### What is being asked
Find "Teacher note: have the class pick out the windblown" in the records that follow; print that line and each subsequent line through the last one, verbatim and with nothing added.

(Point localization data)
——————————
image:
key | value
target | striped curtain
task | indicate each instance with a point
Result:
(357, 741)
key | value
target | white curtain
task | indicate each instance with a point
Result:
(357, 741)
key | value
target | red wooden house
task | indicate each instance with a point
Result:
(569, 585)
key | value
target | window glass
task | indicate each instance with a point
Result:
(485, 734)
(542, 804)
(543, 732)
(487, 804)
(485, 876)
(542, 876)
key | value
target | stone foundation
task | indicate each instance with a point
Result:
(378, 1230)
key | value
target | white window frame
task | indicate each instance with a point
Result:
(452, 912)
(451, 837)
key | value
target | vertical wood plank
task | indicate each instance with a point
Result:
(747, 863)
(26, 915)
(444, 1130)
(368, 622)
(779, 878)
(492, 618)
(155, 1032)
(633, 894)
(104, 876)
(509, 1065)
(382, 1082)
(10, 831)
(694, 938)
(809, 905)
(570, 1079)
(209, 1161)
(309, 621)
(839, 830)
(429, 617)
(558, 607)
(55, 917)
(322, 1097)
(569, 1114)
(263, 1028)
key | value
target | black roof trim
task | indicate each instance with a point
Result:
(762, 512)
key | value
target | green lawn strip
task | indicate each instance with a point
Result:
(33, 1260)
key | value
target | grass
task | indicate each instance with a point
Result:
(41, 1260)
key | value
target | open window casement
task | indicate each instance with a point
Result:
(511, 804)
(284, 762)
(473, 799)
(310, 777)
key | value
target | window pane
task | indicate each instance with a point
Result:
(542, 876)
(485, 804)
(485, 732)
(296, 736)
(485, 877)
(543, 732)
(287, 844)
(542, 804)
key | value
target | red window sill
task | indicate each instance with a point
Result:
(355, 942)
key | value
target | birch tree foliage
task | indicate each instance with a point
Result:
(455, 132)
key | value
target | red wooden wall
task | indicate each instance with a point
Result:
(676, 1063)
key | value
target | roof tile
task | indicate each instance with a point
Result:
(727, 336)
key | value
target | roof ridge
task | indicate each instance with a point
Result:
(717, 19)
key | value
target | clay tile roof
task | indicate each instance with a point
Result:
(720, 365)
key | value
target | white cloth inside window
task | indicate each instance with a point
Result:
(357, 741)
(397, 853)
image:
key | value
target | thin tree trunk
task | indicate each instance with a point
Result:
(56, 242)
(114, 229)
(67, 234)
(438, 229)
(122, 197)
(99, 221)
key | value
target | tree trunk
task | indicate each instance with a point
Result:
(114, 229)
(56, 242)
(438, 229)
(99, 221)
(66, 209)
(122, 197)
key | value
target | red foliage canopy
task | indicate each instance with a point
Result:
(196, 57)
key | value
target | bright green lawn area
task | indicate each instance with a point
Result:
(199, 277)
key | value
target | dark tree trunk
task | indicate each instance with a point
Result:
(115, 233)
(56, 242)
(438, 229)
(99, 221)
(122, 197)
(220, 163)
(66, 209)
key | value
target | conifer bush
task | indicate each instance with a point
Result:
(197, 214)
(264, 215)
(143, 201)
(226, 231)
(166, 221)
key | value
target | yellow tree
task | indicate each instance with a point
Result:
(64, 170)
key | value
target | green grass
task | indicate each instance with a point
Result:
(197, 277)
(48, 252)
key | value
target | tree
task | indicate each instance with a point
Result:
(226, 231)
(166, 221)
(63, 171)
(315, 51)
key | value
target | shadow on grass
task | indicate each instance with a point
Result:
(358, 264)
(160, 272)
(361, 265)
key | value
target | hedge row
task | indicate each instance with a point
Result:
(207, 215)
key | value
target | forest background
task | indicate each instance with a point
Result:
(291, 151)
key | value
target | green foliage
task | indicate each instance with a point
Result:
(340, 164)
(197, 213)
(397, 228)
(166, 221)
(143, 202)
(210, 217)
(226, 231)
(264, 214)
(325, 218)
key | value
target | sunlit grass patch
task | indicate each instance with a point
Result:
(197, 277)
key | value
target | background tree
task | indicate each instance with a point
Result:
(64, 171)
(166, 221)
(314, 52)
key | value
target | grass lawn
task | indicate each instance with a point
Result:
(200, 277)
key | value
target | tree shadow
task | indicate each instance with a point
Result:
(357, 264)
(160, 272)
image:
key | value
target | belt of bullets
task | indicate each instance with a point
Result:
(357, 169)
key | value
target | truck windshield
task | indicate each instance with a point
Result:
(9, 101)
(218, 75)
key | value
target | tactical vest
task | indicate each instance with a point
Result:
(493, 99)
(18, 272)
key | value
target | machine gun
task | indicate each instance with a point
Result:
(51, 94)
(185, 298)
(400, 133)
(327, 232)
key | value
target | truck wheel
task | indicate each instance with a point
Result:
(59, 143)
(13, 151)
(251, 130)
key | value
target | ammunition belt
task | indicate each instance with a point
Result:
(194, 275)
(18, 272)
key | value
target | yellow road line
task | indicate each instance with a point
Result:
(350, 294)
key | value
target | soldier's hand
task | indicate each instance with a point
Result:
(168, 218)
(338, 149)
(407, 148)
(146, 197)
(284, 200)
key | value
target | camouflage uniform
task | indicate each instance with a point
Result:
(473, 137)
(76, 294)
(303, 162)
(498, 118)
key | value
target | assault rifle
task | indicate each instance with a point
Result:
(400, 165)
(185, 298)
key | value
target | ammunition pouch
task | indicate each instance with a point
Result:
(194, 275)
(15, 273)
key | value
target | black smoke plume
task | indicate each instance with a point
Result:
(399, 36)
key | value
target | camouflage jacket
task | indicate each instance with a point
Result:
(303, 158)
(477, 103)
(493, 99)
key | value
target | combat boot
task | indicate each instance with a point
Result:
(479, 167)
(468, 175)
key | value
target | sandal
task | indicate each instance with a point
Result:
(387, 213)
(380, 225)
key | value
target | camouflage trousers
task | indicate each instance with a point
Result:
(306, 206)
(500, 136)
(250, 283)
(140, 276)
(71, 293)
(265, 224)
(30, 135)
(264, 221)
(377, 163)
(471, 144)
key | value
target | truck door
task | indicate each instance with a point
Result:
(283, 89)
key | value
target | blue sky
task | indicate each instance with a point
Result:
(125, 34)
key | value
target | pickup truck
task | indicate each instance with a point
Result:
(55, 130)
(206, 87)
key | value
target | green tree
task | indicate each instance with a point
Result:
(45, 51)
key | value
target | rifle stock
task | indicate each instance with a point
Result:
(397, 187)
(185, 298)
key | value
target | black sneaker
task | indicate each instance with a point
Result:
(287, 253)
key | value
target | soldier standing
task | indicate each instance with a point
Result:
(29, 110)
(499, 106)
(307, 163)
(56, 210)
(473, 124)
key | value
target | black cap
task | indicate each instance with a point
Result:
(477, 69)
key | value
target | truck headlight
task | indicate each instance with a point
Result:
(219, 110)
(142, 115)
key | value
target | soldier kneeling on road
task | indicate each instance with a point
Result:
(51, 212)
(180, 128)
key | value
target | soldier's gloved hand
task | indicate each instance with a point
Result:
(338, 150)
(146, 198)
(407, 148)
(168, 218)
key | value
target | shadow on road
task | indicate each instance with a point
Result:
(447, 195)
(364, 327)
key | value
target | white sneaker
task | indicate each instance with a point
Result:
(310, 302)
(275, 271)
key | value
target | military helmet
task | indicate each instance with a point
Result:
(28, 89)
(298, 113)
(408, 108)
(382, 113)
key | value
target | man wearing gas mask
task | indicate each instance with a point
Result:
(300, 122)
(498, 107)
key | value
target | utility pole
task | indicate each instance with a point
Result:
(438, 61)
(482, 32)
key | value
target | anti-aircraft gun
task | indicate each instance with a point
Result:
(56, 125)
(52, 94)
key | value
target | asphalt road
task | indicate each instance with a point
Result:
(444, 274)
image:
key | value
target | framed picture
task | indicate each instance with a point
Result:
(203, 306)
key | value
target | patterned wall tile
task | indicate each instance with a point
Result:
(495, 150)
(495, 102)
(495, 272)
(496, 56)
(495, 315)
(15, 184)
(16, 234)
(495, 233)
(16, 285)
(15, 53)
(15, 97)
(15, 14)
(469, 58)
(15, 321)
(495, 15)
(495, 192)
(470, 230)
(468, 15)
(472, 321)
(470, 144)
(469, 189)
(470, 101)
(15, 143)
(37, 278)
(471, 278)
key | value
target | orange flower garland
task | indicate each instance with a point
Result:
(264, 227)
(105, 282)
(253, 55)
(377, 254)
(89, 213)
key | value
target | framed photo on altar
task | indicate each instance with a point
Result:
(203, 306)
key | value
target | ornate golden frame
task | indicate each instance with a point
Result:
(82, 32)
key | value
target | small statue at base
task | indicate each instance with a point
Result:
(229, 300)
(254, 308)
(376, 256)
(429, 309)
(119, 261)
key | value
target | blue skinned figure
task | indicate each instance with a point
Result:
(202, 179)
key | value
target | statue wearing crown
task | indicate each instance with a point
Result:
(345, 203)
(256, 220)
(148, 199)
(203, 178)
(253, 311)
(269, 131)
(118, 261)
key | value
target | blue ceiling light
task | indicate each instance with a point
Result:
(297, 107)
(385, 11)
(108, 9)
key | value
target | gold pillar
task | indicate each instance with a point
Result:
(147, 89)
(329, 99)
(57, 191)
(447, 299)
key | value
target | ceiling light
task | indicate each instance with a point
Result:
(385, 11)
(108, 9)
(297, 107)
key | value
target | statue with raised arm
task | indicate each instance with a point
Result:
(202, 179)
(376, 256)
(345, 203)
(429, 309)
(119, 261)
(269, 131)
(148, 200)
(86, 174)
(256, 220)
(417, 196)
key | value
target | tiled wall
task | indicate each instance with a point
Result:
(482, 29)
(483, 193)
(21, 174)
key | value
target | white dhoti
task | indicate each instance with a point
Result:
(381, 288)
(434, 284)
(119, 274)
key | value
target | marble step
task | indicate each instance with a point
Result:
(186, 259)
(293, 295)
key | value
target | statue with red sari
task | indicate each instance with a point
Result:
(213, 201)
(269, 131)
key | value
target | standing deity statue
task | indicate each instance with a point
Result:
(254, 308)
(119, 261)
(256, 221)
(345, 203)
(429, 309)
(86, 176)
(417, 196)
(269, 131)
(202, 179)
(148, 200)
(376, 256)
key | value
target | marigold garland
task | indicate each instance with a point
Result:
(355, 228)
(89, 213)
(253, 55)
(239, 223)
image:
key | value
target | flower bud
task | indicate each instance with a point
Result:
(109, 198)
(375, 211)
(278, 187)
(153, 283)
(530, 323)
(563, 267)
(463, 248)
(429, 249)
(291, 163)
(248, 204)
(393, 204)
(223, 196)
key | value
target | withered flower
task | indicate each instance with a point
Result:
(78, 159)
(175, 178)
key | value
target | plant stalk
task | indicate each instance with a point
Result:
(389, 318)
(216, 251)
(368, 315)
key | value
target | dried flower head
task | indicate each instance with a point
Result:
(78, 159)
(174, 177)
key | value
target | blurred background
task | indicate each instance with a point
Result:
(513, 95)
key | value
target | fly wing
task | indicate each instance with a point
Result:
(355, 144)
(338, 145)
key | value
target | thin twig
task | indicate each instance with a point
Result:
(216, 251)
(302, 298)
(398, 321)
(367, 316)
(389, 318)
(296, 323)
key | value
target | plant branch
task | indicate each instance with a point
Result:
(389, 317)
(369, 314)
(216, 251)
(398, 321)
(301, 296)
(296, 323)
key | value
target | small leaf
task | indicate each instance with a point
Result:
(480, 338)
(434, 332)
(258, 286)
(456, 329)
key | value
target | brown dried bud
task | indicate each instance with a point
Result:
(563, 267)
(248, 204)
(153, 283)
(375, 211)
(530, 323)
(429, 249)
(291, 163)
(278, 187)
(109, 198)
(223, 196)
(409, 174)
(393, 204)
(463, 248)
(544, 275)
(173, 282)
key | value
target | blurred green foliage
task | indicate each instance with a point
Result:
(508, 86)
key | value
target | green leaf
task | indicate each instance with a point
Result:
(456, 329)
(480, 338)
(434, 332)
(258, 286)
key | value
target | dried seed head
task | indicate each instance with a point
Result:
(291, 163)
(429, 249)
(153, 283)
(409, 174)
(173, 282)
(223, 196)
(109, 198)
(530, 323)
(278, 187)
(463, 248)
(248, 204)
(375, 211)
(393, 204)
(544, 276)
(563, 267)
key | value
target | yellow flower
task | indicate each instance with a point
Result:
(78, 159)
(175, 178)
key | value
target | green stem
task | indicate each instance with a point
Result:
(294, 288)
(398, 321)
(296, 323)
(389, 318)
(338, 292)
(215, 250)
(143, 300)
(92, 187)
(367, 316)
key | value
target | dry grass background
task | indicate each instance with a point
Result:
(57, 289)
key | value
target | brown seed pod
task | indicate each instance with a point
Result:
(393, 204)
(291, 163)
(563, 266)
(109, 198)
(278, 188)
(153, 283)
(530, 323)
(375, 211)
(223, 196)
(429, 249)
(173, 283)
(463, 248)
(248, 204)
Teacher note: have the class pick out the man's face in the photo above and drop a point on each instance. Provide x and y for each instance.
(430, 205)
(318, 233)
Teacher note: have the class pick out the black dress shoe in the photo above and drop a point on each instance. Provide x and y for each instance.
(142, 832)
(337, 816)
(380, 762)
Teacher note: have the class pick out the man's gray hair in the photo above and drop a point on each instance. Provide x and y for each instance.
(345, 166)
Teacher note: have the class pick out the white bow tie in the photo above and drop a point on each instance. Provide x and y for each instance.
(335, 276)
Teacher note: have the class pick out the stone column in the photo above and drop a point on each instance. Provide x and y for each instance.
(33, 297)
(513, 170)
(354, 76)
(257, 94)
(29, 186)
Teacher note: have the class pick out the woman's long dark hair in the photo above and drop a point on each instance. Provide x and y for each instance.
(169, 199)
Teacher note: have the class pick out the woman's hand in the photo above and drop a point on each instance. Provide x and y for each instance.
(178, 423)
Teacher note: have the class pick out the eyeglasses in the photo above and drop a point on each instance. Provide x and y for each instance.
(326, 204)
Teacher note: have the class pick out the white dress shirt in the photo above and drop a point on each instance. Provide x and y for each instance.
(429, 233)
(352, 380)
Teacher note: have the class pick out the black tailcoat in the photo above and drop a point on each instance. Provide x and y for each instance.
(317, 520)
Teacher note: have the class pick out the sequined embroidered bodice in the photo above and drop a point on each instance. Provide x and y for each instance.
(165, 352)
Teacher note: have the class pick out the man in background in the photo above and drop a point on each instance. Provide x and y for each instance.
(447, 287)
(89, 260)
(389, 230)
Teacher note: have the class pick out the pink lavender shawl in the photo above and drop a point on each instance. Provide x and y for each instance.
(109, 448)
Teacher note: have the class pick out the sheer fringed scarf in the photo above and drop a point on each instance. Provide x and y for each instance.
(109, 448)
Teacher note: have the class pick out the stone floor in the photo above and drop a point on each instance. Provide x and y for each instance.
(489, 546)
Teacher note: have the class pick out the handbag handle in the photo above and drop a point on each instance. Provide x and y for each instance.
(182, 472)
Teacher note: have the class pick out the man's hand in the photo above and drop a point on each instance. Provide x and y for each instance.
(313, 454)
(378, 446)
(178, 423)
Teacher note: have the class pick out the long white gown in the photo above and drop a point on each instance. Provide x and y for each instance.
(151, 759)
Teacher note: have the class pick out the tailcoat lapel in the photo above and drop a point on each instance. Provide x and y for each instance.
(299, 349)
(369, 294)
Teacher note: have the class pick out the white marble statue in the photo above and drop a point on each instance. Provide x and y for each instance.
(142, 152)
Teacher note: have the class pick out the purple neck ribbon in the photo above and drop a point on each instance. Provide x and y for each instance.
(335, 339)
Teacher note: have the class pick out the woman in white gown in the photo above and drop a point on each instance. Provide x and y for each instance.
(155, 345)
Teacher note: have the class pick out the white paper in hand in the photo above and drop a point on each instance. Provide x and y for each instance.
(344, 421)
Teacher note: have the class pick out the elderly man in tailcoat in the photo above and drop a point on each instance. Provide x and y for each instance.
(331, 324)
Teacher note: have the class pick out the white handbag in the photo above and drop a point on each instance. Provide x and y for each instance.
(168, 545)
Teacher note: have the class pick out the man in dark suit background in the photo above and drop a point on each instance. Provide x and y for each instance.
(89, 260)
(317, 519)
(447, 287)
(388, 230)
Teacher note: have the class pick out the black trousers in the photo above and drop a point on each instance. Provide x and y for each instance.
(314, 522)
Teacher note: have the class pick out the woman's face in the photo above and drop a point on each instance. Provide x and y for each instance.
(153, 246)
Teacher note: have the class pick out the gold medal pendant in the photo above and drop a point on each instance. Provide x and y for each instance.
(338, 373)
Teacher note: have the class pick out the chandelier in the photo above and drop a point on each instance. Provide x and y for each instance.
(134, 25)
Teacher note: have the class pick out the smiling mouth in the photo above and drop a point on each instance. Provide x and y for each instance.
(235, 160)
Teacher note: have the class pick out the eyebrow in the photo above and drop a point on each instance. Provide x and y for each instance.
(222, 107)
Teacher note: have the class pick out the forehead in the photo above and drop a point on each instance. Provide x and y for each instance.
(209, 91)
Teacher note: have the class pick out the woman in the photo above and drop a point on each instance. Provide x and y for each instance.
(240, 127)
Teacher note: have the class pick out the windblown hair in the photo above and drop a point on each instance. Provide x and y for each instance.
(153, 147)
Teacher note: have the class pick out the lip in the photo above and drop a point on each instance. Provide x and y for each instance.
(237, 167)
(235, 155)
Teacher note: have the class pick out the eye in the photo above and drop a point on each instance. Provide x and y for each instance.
——————————
### Response
Teacher note: have the class pick out the windblown hair in the photo above and drop a point on each instance. Provide x and y for each instance.
(153, 147)
Teacher note: have the class pick out the lip in the photo above and drop a point on each instance. Provide x and y for each instance.
(237, 167)
(235, 155)
Teacher note: have the class pick out the eye in the photo above and drop a point on each instance. Provide x and y for each instance.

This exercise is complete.